■ Work instructions ■
Below is a block of entries; repeat exactly the lines starting at the line that contains "Query: snow on roof" and ending at the line that contains "Query: wooden house", both included.

■ Data for the task ■
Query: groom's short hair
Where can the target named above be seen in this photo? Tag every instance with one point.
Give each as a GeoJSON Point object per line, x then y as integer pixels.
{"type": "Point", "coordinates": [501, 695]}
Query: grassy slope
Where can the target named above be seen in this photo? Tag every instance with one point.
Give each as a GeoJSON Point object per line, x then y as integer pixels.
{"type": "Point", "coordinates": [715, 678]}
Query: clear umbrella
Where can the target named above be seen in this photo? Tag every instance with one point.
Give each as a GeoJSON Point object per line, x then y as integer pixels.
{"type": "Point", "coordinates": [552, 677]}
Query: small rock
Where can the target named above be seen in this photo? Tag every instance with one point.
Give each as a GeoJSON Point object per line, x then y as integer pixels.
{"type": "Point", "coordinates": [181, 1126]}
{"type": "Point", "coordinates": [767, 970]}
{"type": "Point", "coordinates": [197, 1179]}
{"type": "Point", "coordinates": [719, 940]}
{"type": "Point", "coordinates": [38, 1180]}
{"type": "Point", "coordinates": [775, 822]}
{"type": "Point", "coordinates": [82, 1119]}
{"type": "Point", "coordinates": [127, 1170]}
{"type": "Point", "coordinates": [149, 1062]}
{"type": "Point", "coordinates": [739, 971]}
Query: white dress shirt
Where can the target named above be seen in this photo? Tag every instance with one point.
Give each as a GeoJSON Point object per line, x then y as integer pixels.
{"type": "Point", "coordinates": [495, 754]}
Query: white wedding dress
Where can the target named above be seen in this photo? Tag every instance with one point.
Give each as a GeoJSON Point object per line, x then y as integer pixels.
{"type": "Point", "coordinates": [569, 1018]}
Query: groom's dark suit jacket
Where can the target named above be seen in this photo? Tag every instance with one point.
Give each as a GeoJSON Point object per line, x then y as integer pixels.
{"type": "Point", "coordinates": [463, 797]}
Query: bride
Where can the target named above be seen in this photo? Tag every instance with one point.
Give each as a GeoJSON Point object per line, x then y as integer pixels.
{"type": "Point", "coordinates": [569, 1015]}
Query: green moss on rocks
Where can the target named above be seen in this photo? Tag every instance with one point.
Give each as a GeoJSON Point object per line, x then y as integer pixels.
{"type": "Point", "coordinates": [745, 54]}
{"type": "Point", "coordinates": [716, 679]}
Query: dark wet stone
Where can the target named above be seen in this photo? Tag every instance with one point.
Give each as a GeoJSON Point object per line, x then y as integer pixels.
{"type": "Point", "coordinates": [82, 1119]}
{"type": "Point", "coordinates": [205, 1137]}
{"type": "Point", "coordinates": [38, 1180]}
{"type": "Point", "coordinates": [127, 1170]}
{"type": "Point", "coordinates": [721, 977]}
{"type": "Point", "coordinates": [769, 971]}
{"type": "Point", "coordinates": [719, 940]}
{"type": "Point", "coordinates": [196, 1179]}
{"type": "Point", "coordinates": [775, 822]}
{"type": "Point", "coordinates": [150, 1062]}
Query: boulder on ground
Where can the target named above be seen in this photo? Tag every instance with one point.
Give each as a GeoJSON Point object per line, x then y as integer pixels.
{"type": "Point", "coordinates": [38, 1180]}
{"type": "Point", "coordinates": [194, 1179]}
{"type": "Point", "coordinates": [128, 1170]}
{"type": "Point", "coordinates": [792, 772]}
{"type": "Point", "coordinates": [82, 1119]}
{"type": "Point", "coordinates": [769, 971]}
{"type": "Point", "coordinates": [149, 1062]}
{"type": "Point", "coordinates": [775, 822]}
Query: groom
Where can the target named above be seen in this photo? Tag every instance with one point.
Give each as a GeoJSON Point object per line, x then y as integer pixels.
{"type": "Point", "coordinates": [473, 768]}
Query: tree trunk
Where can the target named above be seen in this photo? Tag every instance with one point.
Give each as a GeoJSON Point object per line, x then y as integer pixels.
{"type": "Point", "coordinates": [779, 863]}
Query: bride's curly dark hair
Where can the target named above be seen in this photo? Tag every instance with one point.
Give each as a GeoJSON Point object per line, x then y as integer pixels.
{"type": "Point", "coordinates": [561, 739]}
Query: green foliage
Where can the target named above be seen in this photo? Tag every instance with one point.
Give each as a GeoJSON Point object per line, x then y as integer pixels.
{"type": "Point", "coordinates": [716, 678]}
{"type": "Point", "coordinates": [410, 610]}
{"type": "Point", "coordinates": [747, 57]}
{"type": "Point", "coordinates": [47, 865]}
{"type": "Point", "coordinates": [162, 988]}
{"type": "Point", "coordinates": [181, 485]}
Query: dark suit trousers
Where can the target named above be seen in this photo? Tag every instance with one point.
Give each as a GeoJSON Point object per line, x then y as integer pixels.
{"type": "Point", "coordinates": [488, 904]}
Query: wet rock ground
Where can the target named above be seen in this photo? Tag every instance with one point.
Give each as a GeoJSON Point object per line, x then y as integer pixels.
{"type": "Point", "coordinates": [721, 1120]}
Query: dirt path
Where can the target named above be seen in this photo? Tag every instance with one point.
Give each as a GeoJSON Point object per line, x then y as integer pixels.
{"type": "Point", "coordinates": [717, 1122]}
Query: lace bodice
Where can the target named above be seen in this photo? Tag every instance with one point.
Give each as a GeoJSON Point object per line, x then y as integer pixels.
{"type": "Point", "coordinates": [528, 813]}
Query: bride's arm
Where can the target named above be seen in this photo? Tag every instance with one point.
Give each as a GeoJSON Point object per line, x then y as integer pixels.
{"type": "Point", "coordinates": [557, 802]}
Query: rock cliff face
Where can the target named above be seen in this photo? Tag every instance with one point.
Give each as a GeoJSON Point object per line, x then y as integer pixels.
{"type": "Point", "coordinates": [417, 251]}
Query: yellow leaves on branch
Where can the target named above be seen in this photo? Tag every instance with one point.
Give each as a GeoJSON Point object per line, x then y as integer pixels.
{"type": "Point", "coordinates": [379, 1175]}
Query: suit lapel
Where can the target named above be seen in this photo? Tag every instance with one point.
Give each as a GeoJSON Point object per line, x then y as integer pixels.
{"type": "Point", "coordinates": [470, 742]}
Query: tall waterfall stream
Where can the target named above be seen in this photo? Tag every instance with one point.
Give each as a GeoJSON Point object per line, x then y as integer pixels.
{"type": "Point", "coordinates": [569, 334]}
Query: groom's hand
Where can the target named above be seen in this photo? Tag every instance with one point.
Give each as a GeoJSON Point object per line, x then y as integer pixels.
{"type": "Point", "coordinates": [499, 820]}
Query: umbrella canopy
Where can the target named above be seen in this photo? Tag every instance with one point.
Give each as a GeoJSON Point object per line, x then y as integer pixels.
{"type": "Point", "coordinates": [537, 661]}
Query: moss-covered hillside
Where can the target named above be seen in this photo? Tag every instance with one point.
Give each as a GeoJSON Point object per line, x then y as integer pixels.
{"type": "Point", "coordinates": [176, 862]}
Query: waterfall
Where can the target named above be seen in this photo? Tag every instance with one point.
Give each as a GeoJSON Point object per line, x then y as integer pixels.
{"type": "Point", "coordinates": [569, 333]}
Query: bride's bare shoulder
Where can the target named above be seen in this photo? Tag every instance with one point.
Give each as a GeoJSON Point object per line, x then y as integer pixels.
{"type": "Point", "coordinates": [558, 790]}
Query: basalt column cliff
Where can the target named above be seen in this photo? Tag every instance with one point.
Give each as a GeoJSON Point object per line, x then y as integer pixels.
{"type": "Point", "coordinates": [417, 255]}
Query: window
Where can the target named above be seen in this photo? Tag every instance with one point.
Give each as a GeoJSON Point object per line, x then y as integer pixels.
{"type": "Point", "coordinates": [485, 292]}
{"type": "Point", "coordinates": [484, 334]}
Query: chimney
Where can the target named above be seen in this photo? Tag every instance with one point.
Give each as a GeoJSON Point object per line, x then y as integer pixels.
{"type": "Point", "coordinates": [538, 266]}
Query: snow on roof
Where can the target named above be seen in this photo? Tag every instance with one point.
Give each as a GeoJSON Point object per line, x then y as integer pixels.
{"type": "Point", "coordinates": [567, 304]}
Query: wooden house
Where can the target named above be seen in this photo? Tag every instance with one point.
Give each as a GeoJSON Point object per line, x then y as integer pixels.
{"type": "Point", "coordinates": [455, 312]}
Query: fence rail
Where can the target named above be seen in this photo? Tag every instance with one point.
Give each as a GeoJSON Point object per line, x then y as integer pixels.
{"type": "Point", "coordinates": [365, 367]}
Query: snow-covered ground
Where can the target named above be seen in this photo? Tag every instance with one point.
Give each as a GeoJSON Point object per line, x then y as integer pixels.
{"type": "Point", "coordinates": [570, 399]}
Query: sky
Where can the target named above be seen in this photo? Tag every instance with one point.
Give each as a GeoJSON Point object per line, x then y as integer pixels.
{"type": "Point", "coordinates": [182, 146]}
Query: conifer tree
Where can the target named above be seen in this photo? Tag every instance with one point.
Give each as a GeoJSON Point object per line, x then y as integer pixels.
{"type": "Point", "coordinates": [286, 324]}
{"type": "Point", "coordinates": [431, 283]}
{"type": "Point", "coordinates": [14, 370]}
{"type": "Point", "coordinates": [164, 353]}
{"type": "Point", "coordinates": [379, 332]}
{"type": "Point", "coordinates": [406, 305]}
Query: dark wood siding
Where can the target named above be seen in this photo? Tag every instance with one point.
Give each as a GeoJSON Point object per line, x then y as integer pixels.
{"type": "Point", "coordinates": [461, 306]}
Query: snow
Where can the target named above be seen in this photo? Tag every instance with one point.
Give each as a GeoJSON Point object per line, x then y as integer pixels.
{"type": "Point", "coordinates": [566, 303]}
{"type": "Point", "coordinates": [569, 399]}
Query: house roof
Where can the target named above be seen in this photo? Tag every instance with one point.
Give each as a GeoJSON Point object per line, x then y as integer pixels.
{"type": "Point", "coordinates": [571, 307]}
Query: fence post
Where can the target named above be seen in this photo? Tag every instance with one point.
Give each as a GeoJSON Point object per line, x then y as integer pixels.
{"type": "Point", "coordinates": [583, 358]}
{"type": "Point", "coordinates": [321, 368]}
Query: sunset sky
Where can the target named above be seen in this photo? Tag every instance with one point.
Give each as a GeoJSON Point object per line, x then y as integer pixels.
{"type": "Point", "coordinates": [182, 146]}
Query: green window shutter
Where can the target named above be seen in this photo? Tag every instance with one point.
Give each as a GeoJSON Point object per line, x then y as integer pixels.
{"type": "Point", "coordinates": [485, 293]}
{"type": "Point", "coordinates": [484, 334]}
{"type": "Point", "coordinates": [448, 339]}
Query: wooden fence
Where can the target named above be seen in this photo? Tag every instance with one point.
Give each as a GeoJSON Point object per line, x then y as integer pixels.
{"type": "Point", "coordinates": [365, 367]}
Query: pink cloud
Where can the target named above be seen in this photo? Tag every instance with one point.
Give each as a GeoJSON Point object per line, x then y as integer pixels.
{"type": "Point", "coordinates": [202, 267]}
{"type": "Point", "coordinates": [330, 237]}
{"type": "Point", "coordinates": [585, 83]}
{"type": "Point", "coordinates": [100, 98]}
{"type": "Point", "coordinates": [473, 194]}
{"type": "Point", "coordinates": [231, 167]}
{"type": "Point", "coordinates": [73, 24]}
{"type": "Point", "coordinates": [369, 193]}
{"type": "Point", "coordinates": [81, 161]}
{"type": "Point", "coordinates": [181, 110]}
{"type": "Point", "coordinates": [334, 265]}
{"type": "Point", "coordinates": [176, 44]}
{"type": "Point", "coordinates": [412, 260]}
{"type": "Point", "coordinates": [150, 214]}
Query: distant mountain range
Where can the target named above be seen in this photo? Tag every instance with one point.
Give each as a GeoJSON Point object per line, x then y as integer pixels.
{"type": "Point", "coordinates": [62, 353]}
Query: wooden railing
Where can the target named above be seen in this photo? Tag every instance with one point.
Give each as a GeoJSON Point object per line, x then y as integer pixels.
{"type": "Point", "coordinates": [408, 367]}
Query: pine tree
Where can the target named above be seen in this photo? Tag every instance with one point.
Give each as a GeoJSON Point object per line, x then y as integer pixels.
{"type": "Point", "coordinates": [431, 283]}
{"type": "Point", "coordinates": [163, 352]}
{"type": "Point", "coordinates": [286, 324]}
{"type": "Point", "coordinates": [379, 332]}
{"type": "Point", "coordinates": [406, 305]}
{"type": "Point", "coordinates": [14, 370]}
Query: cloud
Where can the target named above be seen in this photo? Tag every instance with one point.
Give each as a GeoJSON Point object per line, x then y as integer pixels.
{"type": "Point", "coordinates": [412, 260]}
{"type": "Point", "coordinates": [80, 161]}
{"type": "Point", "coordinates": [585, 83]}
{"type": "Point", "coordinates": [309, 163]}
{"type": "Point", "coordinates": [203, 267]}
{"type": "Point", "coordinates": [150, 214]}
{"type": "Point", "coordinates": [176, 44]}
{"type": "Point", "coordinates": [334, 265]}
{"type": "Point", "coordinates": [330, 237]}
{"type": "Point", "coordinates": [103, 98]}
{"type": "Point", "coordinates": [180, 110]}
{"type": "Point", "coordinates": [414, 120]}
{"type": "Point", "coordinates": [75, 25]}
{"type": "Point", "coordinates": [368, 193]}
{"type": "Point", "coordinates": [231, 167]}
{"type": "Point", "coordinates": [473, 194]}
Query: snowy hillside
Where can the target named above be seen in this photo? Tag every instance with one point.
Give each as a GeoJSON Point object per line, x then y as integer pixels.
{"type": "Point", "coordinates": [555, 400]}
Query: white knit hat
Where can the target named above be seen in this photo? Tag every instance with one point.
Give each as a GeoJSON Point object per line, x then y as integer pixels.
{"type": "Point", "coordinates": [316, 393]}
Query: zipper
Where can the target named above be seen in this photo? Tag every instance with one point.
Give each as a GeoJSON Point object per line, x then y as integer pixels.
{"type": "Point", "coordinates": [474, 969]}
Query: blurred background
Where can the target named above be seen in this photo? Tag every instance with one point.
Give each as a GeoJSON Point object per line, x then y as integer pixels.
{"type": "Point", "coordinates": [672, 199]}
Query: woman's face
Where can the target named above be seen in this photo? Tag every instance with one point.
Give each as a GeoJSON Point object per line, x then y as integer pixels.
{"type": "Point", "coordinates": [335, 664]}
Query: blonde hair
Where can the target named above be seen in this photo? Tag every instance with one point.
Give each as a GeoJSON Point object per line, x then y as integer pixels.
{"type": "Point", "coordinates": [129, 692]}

■ Solution to this task ■
Query: snow on roof
Where can the target named above be seen in this photo? Tag every instance with one point.
Give each as a GeoJSON Point object per line, x then y as integer pixels.
{"type": "Point", "coordinates": [567, 304]}
Query: wooden house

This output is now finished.